**EXTRACT TO READ**:
Bags & Flutes is an album by American jazz vibraphonist Milt Jackson featuring performances recorded in 1957 and released on the Atlantic label.

Reception
The Allmusic review by Michael G. Nastos stated: "This album is top-notch".

Track listing
All compositions by Milt Jackson, except as indicated
 "Bags' New Groove" - 5:55   
 "Sandy" - 3:56   
 "Midget Rod" - 5:41   
 "I'm Afraid the Masquerade Is Over" (Herb Magidson, Allie Wrubel) - 3:41   
 "Ghana" (Ernie Wilkins) - 5:30   
 "Sweet and Lovely" (Gus Arnheim, Harry Tobias, Jules LeMare) - 4:44   
 "Connie's Blues" - 9:45   
Recorded in New York City on May 21, 1957 (tracks 1 & 7), June 10, 1957 (tracks 3, 4 & 6) and June 17, 1957 (tracks 2 & 5)

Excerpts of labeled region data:
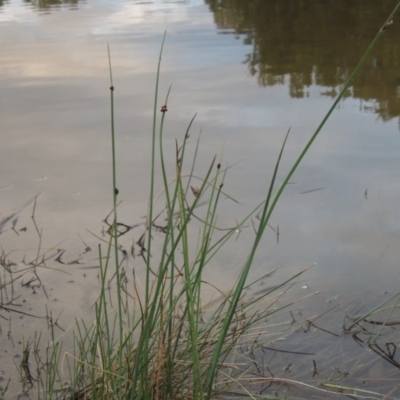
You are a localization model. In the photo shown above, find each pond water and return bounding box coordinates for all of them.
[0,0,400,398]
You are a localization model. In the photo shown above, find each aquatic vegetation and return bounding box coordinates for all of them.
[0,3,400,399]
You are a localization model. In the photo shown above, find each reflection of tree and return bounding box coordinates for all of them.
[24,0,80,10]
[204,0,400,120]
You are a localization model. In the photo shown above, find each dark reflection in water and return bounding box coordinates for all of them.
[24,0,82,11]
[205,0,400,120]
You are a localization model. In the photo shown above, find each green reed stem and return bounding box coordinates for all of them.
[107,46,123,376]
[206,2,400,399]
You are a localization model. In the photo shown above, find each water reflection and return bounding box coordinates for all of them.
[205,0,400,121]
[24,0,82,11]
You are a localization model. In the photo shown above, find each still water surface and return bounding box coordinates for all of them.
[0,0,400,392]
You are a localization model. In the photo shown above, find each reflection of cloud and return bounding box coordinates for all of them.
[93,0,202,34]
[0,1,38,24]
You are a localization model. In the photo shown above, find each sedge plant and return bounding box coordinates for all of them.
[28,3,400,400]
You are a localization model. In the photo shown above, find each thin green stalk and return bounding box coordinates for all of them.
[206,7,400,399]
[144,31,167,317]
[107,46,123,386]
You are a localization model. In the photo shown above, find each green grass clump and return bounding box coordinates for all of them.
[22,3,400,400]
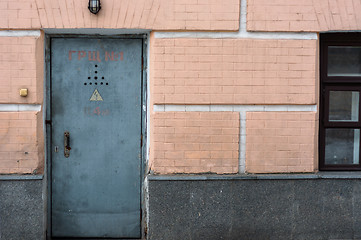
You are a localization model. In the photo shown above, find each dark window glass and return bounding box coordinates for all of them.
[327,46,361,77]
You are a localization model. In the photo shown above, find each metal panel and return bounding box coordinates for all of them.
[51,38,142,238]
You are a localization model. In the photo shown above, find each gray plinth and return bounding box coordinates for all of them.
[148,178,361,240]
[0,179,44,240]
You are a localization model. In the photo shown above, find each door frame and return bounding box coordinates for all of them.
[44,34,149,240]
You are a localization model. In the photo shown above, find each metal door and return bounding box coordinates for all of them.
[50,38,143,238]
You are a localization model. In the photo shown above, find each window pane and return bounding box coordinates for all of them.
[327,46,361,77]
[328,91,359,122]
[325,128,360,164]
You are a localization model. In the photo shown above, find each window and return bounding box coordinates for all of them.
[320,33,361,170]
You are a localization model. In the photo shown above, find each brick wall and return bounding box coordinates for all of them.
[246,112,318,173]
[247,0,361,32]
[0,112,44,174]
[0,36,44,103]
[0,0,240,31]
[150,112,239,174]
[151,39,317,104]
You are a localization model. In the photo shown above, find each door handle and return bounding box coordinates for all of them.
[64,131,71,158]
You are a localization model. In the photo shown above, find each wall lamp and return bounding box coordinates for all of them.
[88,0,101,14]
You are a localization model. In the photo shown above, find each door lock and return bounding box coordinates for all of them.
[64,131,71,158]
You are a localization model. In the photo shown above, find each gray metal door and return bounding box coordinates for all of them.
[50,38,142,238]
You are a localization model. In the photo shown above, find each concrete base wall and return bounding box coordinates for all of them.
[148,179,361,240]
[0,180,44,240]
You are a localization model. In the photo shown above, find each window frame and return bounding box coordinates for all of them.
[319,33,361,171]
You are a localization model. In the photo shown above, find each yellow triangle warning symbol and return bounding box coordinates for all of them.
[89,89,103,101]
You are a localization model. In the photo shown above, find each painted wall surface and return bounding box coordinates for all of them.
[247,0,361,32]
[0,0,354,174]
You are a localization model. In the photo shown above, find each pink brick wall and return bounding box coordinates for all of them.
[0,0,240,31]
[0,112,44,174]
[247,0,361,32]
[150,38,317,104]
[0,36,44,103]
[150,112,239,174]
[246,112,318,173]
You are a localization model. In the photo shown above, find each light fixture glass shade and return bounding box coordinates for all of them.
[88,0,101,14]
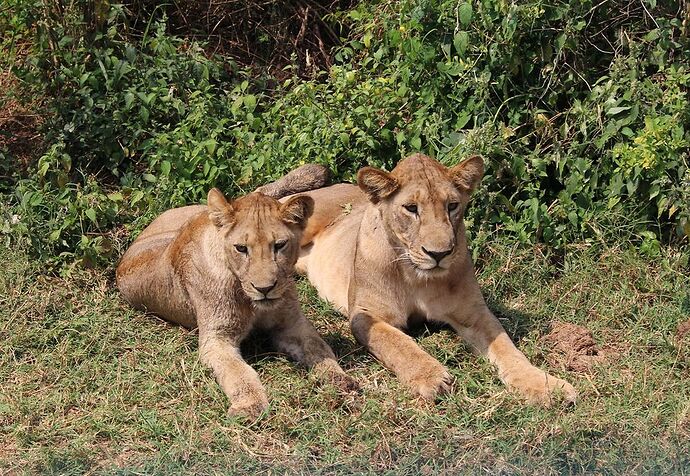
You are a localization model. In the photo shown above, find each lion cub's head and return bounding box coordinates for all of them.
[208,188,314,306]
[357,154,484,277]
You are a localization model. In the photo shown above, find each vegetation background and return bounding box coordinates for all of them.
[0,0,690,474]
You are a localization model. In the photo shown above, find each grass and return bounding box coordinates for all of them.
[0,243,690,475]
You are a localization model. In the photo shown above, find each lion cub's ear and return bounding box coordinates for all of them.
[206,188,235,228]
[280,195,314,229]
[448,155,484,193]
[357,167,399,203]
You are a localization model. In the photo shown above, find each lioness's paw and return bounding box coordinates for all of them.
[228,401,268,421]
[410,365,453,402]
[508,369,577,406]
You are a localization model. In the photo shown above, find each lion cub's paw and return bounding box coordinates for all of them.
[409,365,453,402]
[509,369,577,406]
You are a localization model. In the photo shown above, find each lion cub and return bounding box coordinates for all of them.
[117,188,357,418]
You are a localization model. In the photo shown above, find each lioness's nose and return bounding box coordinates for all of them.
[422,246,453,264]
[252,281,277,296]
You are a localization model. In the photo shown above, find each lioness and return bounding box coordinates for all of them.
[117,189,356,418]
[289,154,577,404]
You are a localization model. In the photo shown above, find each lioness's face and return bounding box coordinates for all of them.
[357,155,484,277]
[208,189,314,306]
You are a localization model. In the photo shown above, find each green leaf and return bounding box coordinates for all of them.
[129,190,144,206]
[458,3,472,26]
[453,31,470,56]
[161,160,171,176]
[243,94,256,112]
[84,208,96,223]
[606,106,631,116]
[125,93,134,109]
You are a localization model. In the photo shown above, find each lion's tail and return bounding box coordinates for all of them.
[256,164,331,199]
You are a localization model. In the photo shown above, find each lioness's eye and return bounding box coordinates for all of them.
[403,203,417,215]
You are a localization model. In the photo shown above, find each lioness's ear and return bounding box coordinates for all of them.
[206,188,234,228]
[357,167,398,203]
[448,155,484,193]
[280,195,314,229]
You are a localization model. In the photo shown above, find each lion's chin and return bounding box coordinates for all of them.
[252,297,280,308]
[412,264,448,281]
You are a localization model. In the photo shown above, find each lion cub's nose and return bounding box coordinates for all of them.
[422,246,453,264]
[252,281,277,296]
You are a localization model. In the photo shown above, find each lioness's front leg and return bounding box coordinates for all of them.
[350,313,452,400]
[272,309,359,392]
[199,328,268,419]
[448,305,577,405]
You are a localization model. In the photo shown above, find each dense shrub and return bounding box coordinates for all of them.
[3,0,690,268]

...

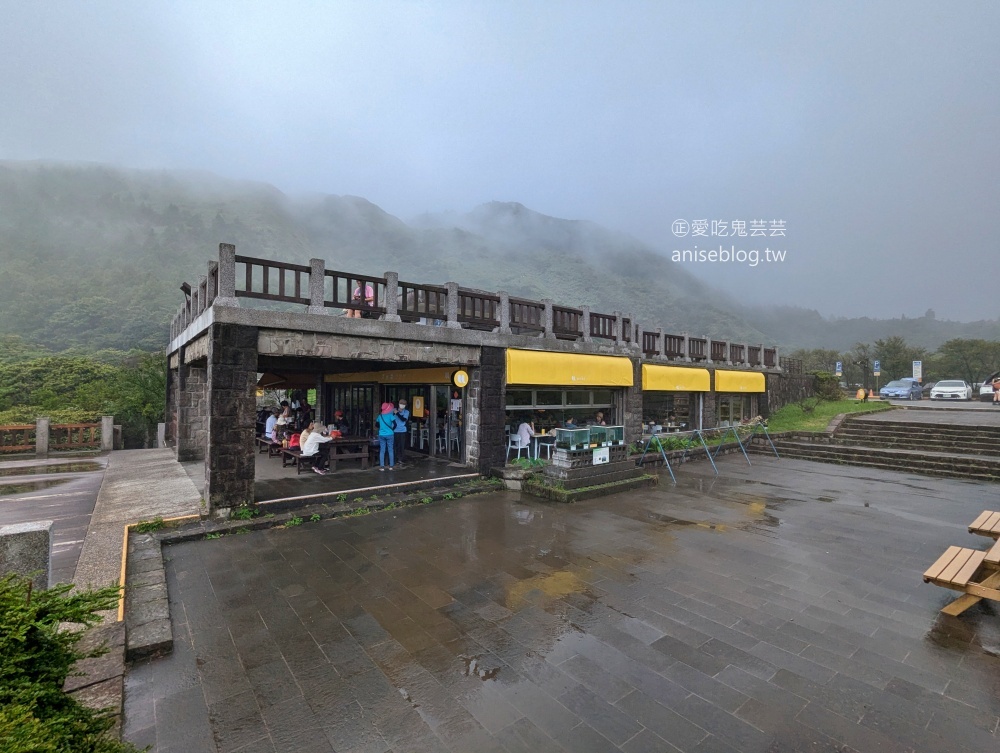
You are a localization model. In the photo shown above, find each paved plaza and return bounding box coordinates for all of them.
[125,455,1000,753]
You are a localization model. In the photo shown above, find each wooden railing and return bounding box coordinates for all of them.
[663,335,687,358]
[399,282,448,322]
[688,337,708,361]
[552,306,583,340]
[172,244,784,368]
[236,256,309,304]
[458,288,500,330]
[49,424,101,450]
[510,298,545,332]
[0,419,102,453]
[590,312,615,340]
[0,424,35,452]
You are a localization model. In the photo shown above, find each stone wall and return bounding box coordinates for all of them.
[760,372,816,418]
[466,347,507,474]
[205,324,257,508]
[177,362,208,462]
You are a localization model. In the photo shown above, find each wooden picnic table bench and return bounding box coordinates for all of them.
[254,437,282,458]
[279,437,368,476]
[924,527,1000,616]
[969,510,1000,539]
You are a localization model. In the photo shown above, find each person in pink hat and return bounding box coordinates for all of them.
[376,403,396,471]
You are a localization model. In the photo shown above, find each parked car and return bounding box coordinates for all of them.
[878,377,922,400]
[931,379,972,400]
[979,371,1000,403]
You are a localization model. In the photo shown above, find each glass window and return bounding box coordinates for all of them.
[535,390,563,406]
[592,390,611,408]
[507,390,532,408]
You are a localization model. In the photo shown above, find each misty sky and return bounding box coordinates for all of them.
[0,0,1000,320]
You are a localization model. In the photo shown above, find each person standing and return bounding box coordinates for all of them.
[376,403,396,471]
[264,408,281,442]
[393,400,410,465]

---

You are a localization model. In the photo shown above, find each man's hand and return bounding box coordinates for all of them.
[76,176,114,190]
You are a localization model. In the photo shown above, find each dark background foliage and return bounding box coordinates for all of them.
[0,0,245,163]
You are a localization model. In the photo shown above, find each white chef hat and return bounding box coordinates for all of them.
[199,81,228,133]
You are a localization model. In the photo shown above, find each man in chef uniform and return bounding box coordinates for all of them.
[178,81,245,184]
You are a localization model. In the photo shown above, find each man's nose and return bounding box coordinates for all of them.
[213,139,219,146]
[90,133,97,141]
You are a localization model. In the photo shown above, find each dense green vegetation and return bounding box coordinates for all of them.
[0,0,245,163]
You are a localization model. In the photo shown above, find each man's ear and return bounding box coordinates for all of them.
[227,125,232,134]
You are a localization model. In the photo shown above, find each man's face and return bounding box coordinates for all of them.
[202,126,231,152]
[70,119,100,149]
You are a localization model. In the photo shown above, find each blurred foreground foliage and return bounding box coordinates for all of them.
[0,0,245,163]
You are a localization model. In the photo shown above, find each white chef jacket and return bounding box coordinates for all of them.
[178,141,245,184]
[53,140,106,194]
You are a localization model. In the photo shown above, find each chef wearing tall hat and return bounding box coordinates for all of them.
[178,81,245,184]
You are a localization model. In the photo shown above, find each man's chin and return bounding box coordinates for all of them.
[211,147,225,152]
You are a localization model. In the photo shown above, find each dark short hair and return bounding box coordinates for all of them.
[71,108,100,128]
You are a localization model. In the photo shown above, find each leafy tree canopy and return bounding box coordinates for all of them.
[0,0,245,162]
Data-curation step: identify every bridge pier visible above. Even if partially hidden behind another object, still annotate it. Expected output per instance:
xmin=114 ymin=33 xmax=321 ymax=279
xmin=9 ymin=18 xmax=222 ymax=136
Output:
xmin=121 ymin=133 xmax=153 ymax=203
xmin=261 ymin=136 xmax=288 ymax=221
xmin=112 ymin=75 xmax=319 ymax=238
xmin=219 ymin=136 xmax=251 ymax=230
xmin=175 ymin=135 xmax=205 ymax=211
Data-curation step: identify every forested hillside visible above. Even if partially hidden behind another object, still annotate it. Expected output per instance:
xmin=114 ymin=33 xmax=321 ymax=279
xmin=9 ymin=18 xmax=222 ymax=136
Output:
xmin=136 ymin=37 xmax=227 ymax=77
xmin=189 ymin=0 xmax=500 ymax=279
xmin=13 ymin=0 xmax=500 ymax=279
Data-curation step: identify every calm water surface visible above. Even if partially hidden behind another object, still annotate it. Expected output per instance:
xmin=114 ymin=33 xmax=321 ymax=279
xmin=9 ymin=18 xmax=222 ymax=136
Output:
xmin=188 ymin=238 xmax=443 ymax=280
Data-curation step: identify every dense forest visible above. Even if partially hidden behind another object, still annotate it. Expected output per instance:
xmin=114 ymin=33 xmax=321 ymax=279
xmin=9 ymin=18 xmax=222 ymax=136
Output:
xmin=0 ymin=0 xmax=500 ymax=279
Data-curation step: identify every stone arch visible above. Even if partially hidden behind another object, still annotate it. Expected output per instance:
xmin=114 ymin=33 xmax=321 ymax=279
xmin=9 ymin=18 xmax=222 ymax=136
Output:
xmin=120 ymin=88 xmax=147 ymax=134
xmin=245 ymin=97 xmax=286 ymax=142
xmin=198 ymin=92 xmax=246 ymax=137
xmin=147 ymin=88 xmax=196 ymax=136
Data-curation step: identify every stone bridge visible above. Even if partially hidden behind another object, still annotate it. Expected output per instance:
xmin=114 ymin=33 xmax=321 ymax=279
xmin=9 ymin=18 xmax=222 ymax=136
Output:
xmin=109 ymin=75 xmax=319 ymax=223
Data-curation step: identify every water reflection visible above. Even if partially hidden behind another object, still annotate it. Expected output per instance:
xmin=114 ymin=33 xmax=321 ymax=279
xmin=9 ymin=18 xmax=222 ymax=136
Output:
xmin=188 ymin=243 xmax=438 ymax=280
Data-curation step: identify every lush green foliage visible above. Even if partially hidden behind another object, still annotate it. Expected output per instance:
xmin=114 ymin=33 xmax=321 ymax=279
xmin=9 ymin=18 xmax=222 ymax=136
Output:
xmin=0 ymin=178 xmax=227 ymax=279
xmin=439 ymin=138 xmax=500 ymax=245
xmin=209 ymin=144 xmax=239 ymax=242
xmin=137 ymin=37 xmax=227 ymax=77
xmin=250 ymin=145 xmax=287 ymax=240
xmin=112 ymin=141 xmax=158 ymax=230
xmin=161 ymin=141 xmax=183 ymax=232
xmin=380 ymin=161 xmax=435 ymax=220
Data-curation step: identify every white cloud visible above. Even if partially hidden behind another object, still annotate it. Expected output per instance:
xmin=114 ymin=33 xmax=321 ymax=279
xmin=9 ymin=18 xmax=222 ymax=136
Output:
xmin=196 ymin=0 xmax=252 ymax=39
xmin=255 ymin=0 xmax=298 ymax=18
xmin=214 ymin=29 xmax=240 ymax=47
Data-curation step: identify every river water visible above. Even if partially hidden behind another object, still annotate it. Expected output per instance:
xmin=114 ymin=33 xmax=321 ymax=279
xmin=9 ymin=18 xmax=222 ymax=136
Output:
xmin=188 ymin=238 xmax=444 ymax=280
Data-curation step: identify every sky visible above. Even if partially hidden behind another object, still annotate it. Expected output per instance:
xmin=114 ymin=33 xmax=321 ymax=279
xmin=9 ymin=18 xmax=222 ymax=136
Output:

**TO DO**:
- 1) Edit the Bags & Flutes text between "Track listing" and "(tracks 2 & 5)", inclusive, changing "Sandy" to "Sunny", and give that stretch back.
- 2) Convert the part of the listing between the lines holding "find each grass" and "[0,243,690,475]", inclusive, into a two-column CSV with the columns text and answer. Write one row per item, put each field in quotes, and replace line breaks with spaces.

**ANSWERS BELOW**:
- 1)
Track listing
All compositions by Milt Jackson, except as indicated
 "Bags' New Groove" - 5:55   
 "Sunny" - 3:56   
 "Midget Rod" - 5:41   
 "I'm Afraid the Masquerade Is Over" (Herb Magidson, Allie Wrubel) - 3:41   
 "Ghana" (Ernie Wilkins) - 5:30   
 "Sweet and Lovely" (Gus Arnheim, Harry Tobias, Jules LeMare) - 4:44   
 "Connie's Blues" - 9:45   
Recorded in New York City on May 21, 1957 (tracks 1 & 7), June 10, 1957 (tracks 3, 4 & 6) and June 17, 1957 (tracks 2 & 5)

- 2)
text,answer
"You are a localization model. In the photo shown above, find each grass and return bounding box coordinates for all of them.","[0,243,690,475]"